▸ Exercise details
Leave out the pictures and repeat the rest of the material exactly.

Records:
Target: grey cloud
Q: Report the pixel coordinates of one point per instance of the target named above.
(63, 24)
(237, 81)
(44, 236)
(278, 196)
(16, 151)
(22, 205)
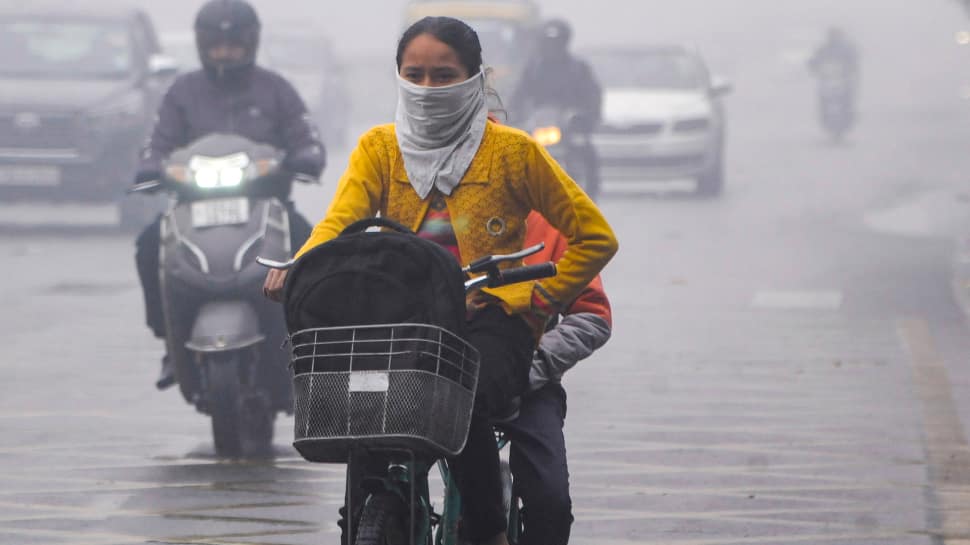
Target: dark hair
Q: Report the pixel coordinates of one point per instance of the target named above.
(457, 34)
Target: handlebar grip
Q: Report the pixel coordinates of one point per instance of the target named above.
(524, 274)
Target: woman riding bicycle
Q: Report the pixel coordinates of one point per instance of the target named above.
(468, 184)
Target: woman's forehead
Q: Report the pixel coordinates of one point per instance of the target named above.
(426, 49)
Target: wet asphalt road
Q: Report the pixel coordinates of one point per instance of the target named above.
(780, 372)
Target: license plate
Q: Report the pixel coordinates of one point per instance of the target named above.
(216, 212)
(43, 176)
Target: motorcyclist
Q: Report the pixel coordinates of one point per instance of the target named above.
(555, 77)
(836, 49)
(230, 93)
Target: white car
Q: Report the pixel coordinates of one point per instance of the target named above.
(662, 117)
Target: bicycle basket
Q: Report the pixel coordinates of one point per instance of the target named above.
(400, 386)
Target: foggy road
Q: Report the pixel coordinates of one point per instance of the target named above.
(784, 369)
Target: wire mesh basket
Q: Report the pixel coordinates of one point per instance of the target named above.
(399, 386)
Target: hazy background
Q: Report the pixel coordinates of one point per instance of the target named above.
(908, 45)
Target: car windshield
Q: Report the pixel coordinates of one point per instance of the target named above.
(652, 70)
(64, 49)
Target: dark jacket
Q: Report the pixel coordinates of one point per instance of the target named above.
(567, 82)
(259, 105)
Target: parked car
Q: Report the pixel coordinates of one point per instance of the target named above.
(663, 117)
(79, 88)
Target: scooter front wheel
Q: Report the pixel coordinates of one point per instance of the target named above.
(383, 521)
(242, 420)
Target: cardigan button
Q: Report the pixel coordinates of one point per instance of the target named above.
(495, 226)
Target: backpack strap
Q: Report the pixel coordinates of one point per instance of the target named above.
(362, 225)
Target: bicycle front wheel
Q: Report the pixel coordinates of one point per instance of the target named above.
(383, 521)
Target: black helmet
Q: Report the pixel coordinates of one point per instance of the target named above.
(232, 22)
(555, 34)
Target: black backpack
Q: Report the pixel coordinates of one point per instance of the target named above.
(366, 278)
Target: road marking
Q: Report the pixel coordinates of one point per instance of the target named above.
(798, 300)
(947, 450)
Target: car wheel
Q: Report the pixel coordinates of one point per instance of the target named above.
(711, 182)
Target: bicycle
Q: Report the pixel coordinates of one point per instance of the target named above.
(392, 401)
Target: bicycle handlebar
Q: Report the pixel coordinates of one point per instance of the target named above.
(491, 262)
(271, 264)
(148, 186)
(514, 275)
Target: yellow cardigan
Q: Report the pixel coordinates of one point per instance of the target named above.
(510, 176)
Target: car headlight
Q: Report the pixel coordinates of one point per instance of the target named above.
(127, 110)
(220, 172)
(547, 136)
(698, 124)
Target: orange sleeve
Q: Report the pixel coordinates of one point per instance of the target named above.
(593, 298)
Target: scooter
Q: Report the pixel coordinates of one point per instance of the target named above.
(560, 131)
(224, 337)
(836, 99)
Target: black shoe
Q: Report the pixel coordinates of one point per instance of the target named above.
(166, 379)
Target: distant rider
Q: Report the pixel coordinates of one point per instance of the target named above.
(555, 77)
(839, 51)
(229, 94)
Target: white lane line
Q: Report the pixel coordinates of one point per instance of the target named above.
(946, 445)
(798, 300)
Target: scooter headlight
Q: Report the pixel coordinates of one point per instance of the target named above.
(221, 172)
(547, 136)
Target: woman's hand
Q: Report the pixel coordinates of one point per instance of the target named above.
(476, 301)
(273, 287)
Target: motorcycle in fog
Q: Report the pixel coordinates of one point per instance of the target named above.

▸ Completed exercise
Target: grey cloud
Q: Report the pixel coordinates of one point per instance of the target named above.
(63, 24)
(237, 81)
(44, 236)
(278, 196)
(16, 151)
(22, 205)
Target: dark hair
Q: Report the pixel coordinates of one point per instance of the target named above.
(457, 34)
Target: handlebar grip
Q: Report the pixel coordinates of one point per instance of the target named above.
(524, 274)
Target: woman riding bicycle
Q: Report the pixel coordinates of one point per instance of the target named above.
(468, 184)
Target: woman's forehead
Q: Report the pixel coordinates of one point per instance of the target named above.
(426, 49)
Target: wet asphalt road
Q: Report the pixel coordinates of one point per instance of the target named above.
(780, 372)
Target: license plate
Q: Report the pixel coordinates of one point per instance of the target named above.
(216, 212)
(43, 176)
Target: motorcyclist
Q: Report the pixel coordinates of one point per instance of the target named above.
(555, 77)
(836, 49)
(230, 93)
Target: white car
Q: Report the pixel coordinates of one point per instance of the target named above.
(662, 117)
Target: bicycle basket
Q: Report the pixel coordinates of one point per instance of the target named above.
(400, 386)
Target: foggy road
Q: Report the pixel coordinates of one point per instance of the target named above.
(784, 369)
Target: wire mesh basket
Q: Report the pixel coordinates of one point per instance of the target named above.
(399, 386)
Target: hazy background
Q: Report the pixel coordinates of one point per instance of the target named above.
(908, 45)
Target: car windshield
Q: Report the pixel coordinates of one point per instance of the target named above.
(652, 70)
(64, 49)
Target: dark jacket
Q: Report the pixel coordinates of one point per instance of the target named above.
(567, 82)
(259, 105)
Target: parked car
Q: Report the pixel coordinates of one point per instance of the target named above.
(663, 117)
(79, 88)
Target: scooter front wheel
Q: Report the pixel coordinates of one point per instance of the target named above.
(383, 521)
(242, 420)
Target: cardigan button
Q: Report the pixel coordinates of one point per instance of the target named above.
(495, 226)
Target: backpack strap
Q: Report the pixel coordinates of one point per instance of the target named above.
(362, 225)
Target: bicycle front wheel
Q: Report the pixel coordinates of one point per instance of the target named above.
(383, 521)
Target: black helmet
Q: Report the pixel coordinates of one point per instance of the target named above.
(232, 22)
(555, 34)
Target: black backpack
Q: Report the pixel coordinates of one point per instance of the target named above.
(366, 278)
Target: road marking
Q: Report the pixel coordinates of one point per instance of the target named above.
(798, 300)
(947, 450)
Target: car wheel
Q: Report the pixel coordinates of one point per instance of the target named above.
(711, 182)
Target: bicycle
Q: Report the pixel coordinates of one point per instance of the target named above.
(392, 401)
Target: bicycle handlebar
Q: Report the pixel coordinates of one point per instance of the target named above.
(491, 262)
(271, 264)
(148, 186)
(514, 275)
Target: yellow cardigan
Q: Report the pixel coordinates of one point per instance of the target named above.
(510, 176)
Target: car headlight
Q: Report the pixel coordinates of one point per instance of the target named above.
(127, 110)
(220, 172)
(547, 136)
(698, 124)
Target: orange sleeve
Q: Report the pixel coordinates of one point per instance of the target named above.
(593, 298)
Target: scooter
Q: Report the pixel coordinates of one point per instance of the target named above.
(560, 131)
(224, 337)
(836, 99)
Target: black shoe
Q: Report the pixel coordinates of one point per instance of the target named above.
(166, 379)
Target: distant rider
Q: Report the pixel coordinates of one point per instance of the target named above.
(555, 77)
(839, 51)
(229, 94)
Target: white lane line
Q: Report the pixel coordinates of one point per instance of the target named above.
(946, 445)
(798, 300)
Target: scooter headlight
Q: Report the pixel coordinates of one point per instance of the target named above.
(221, 172)
(547, 136)
Target: woman's hand
Q: Report the pixel coordinates of one point per instance of the target named above.
(476, 301)
(273, 287)
Target: motorcycle in fog
Q: Report the pixel coordinates of one point per instance of the target named above.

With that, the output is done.